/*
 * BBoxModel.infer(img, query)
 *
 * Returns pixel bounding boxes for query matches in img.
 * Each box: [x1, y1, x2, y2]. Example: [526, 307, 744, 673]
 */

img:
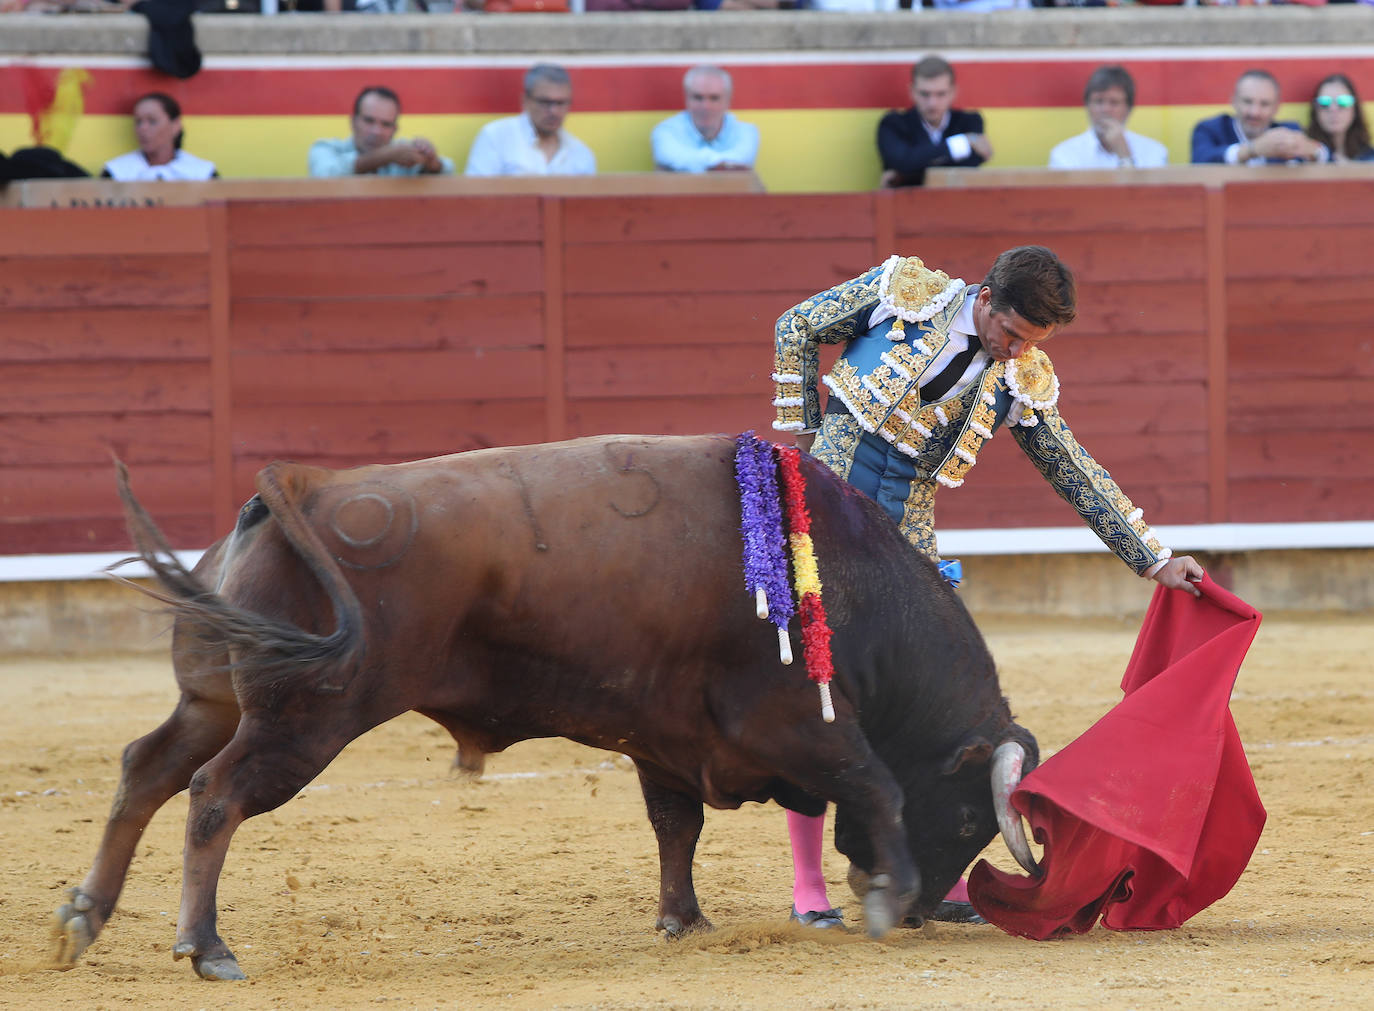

☆ ☆ ☆ ☆ ☆

▶ _The problem_:
What you write should match, word for word, the lines from the one containing "matches in img." to the end of the listing, with both ends kept and the pictures left out.

▶ _Your response_:
 * Returns pixel bounding boxes for query matches in img.
 * Each box: [x1, y1, x2, y2]. Example: [526, 307, 744, 673]
 */

img:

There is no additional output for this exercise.